**SOURCE DOCUMENT:**
○ ○ ○ ○
A woman looks at an Iraqi soldier standing guard
A woman looks at an Iraqi soldier standing guard. Iraq Body count warns that civilian deaths will continue to rise despite US troops withdrawing REUTERS

The scale of human loss caused by the Iraq conflict has been starkly drawn by a report showing more than 123,000 civilian deaths over the nine year campaign.

Thousands are expected to continue to die in the war torn country following the withdrawal of U.S.-led coalition troops.

The report released by Iraq Body Count, which has maintained an accurate tally of fatalities throughout the war, has found "no noticeable downward trend" in civilian deaths since mid-2009,when British troops were withdrawn.

It shows that as coalition forces have pulled out of the region, deaths caused by Iraqi state forces has increased, maintaining the cycle of violence.

"Recent trends indicate a persistent low-level conflict in Iraq that will continue to kill civilians at a similar rate for years to come," the report warns.

"While these data indicate no improvement, time will tell whether the withdrawal of US forces will have an effect on casualty levels."

The data, compiled from more than 90 sources and covering 1,874 incidents, found that US forces killed "far more" civilians than any other members of the US-led coalition.

Combining IBC data with official Iraq and Us combatant death figures gives a final toll of 162,000 killed, 79 per cent of which are civilians, with more than 9,000 of those being Iraq police.

"Of the 45,779 victims from which IBC was able to obtain age data, 3,911 (8.54 percent) were children under age 18", the report adds.
○ ○ ○ ○
**DATA:**
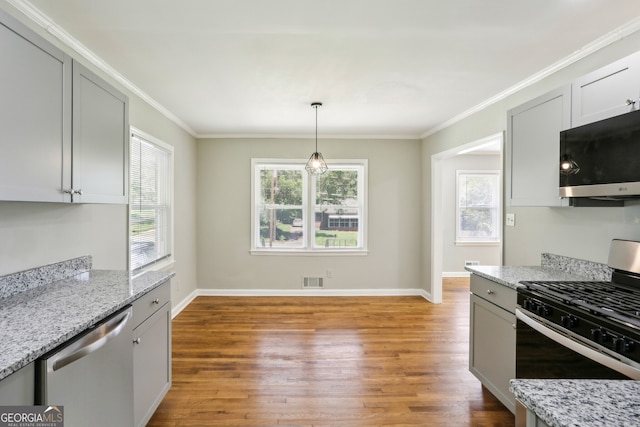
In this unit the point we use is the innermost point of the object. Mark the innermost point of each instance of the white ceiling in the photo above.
○ ○ ○ ○
**ASSIGNMENT A:**
Render this sentence from the article on civilian deaths in Iraq into French: "The scale of human loss caused by the Iraq conflict has been starkly drawn by a report showing more than 123,000 civilian deaths over the nine year campaign."
**ASSIGNMENT B:**
Go on with the article on civilian deaths in Iraq, starting after its final sentence.

**ANSWER SECTION A:**
L'ampleur des pertes humaines causées par le conflit en Irak a été crûment mise en évidence par un rapport faisant état de plus de 123 000 morts civils au cours de cette campagne de neuf ans.

**ANSWER SECTION B:**
Small-arms gunfire was the biggest killer, claiming 60,024 civilian lives, with explosives such as suicide bombs, IEDs and aerial bombardment, killing 37,840. Air-strikes killed 5,648.

More than half of all of the civilian deaths during the conflict took place during the "Shock and Awe" campaign of the 2003 invasion, which saw widespread bombing and air-strikes, and the sieges of Fallujah in 2004.

During early weeks of the invasion, civilian deaths averaged 317 per day, totalling more than 6,640 buy April 9, "nearly all" attributable to coalition forces.

"It has taken nearly the past two years of violence (resulting in some 8,000 deaths) by all parties to exceed the coalition-caused invasion civilian death toll of those first weeks of the conflict in March-April 2003," the report concludes.

The IBC made use of the Wikileaks released Iraq War Logs, which found an addition 15,000 civilian deaths, 3000 of which were police, not previously recorded in death tolls. Only 1,363 of these deaths have been added to the IBC database so far, with further analysis expected to see the tally increase.

"As we had long suspected, many of the previously unreported deaths caused by US-led forces found in the Iraq War Logs were of small-scale, but frequent "Escalation of Force" (EOF) cases where ordinary civilians were shot in their cars at checkpoints or similar circumstances due to a variety of tragic, and often shocking, failures in communication," the report adds.